*TASKS AND EXERCISES*
1. Say whether each statement below agrees with the text on parental alienation, answering yes or no and quoting the deciding words of the text. (a) Maine mandated reporters must complete approved training at least once every four years. (b) Parental alienation most often emerges in children whose parents are in a high-conflict separation or divorce. (c) Child protection authorities usually recognize parental alienation.
2. Duplicate the part of the text on parental alienation that opens with the words containing "Maine mandated reporters, including" and closes with "child protection authorities.".

*GIVEN TEXT*
“Parental Alienation” is Child Psychological Abuse: What Maine Mandated Reporters Need to Know
Under Maine law, “abuse or neglect” includes a threat to a child’s health or welfare by physical, mental, or emotional injury or impairment by a person responsible for the child. “Parental alienation,” a behavior in which one parent systematically manipulates a child to reject the other parent, falls squarely within this definition. It is considered child psychological abuse. It is identified in the DSM-5 as V995.51. It most often emerges in children whose parents are engaged in a “high-conflict” separation or divorce.
Maine mandated reporters, including medical professionals, hospital staff, school teachers, social workers, and other staff, are in the best position to recognize and report suspected child abuse and neglect and are required by law to do so. Maine law requires that every mandated reporter complete approved mandated reporter training at least once every four years. That training must go beyond the basics. “Parental alienation” is routinely missed, and targeted parents routinely encounter professional misunderstanding, dismissal, and indifference, especially from child protection authorities.

(Collected data)
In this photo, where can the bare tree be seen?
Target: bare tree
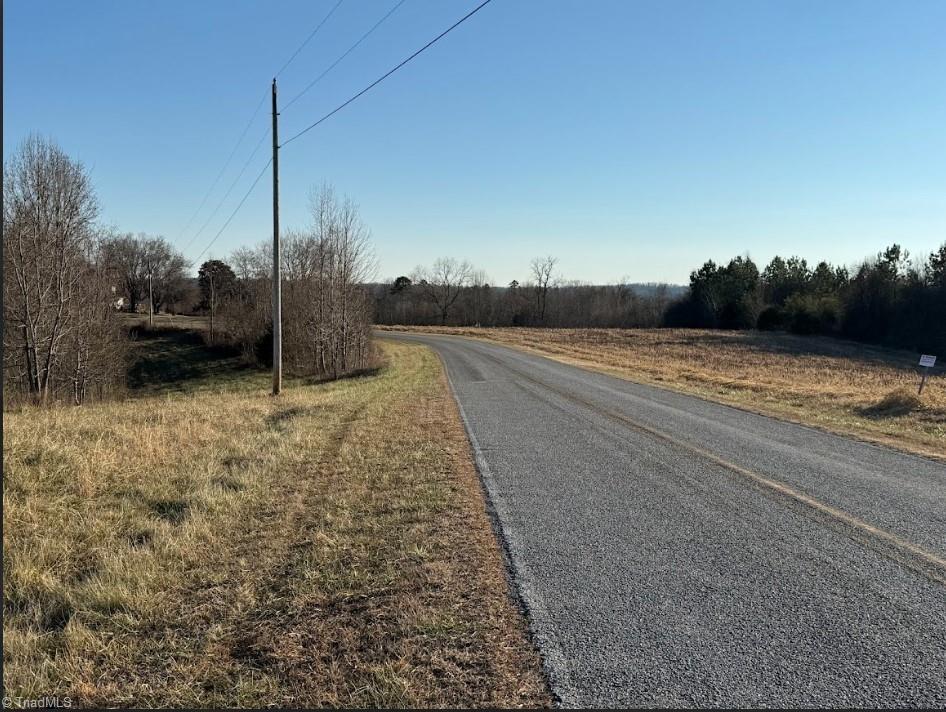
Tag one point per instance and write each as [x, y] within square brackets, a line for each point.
[326, 311]
[59, 328]
[149, 267]
[542, 268]
[443, 283]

*RESPONSES BY TASK*
1.
(a) Yes: "Maine law requires that every mandated reporter complete approved mandated reporter training at least once every four years."
(b) Yes: "It most often emerges in children whose parents are engaged in a “high-conflict” separation or divorce."
(c) No: "targeted parents routinely encounter professional misunderstanding, dismissal, and indifference, especially from child protection authorities."

2.
Maine mandated reporters, including medical professionals, hospital staff, school teachers, social workers, and other staff, are in the best position to recognize and report suspected child abuse and neglect and are required by law to do so. Maine law requires that every mandated reporter complete approved mandated reporter training at least once every four years. That training must go beyond the basics. “Parental alienation” is routinely missed, and targeted parents routinely encounter professional misunderstanding, dismissal, and indifference, especially from child protection authorities.